• [課題]
(1) 配列の関数渡しに関する文章について,次の問いに答えてください.
(a) 配列を関数に渡すとき,一般に先頭アドレスと同時に何を渡すか.
(b) C言語では,仮引数の配列について何を知る方法が無いとされているか.
(c) zero_init2 のコメントで,*(p+i) = 0; の代わりに可とされている書き方は何か.
(2) 配列の関数渡しに関する文章のうち,「ポインタを用いて,関数に変数」を含む箇所から始め,「(C言語では,仮引数の配列のサイズを知る方法が無い.)」の後で止めて,そのまま書き写すこと.
(3) 配列の関数渡しに関する文章が途切れたところから,その先を書き進めること.

• [本文抜粋]
ポインタを用いて,関数に変数のアドレスを渡せることがわかった.同じ方法を使って,関数に配列を渡してみよう.
以下は,配列を受け渡しする典型的な例である.配列名=配列の先頭アドレス,であるので,ポインタで受け取ることができる.
一般に,配列を関数渡す場合は,配列の先頭アドレス+配列の要素数を同時に渡す.
(C言語では,仮引数の配列のサイズを知る方法が無い.)
#include <stdio.h>
void zero_init1(int a[], int n) /* 要素数 n 個,配列 a を引数とする関数 */
{
int i;
for(i = 0; i < n; i++) {
a[i] = 0;
}
return;
}
void zero_init2(int *p, int n) /* 要素数 n 個,配列の先頭のアドレス p を引数とする関数 */
{
int i;
for(i = 0; i < n; i++) {
*(p+i) = 0; /* p[i] = 0; という書き方も可 */
}
return;
}
int main()

• [提供レコード]
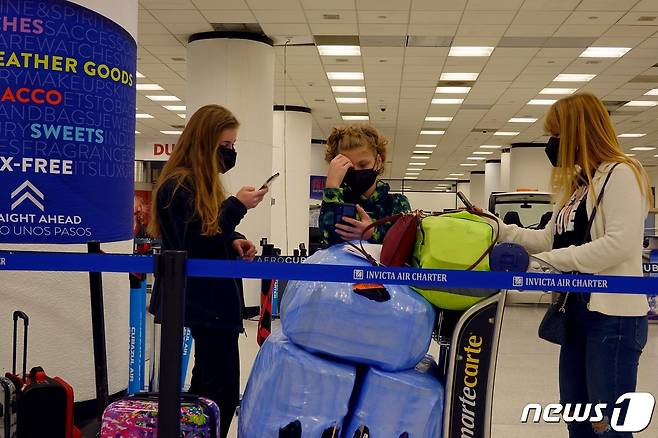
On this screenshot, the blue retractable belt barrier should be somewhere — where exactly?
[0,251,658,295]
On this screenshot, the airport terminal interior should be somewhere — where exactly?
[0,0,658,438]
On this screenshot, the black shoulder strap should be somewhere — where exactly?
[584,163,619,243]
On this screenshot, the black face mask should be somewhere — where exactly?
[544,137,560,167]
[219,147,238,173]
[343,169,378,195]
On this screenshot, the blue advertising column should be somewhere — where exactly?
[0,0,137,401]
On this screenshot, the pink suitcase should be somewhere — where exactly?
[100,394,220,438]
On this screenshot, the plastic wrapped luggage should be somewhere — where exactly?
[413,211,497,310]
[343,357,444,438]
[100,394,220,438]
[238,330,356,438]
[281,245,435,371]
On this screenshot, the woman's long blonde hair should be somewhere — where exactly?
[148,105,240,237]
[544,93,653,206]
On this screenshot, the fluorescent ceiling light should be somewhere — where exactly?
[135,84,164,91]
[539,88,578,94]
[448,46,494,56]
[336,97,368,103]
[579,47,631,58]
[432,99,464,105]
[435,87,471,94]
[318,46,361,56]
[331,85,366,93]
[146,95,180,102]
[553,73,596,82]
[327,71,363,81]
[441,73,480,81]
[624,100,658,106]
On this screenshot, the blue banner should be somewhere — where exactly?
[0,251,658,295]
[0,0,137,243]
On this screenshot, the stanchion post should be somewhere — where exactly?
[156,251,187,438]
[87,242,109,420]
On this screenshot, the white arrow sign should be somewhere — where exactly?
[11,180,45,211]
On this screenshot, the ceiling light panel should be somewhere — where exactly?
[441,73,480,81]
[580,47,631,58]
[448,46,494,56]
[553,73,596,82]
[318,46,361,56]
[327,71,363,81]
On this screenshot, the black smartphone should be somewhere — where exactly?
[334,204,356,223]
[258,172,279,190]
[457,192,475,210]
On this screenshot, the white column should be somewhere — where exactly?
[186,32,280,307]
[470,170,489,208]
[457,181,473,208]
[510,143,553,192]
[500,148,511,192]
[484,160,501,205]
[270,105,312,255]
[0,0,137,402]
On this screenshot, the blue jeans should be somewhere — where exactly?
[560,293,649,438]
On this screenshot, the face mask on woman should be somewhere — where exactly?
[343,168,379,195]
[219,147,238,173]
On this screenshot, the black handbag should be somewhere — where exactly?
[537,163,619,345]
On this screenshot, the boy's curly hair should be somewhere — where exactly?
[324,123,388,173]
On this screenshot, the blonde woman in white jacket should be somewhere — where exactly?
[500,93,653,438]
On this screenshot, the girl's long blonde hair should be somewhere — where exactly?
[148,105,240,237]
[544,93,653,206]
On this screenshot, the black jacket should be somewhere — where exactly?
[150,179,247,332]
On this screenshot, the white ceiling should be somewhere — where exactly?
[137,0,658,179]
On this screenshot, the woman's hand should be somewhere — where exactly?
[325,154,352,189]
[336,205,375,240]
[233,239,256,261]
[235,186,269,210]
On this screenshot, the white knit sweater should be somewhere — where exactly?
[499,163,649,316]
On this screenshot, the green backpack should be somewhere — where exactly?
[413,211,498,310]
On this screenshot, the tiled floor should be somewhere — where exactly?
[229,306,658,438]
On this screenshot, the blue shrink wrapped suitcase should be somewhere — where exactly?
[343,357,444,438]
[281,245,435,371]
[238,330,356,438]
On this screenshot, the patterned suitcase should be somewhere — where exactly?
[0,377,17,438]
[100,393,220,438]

• [解答]
(1)
(a) 配列の要素数
(b) 配列のサイズ
(c) p[i] = 0;

(2)
ポインタを用いて,関数に変数のアドレスを渡せることがわかった.同じ方法を使って,関数に配列を渡してみよう.
以下は,配列を受け渡しする典型的な例である.配列名=配列の先頭アドレス,であるので,ポインタで受け取ることができる.
一般に,配列を関数渡す場合は,配列の先頭アドレス+配列の要素数を同時に渡す.
(C言語では,仮引数の配列のサイズを知る方法が無い.)

(3)
{
int i;
int ary[] = {10, 20, 30, 40, 50};
zero_init1(ary, 5);
zero_init2(ary, 5);
for(i =0; i < 5; i++) {
printf("ary[%d] = %d\n", i, ary[i]);
}
return 0;
}
このプログラム中の関数zero_init
は,配列 ary
の先頭から n
個の要素の値を 0 に設定する関数で,配列の初期化などの際に用いられる.
注:Cでは,配列を宣言しただけでは中身は「不定」である.
関数には,配列の先頭要素のアドレス(ary)が渡されるので,関数側ではポインタ(int *p)で受け取っている.
この例では関数に戻り値が無いが,関数でのデータ変更は,main
関数においても反映されている.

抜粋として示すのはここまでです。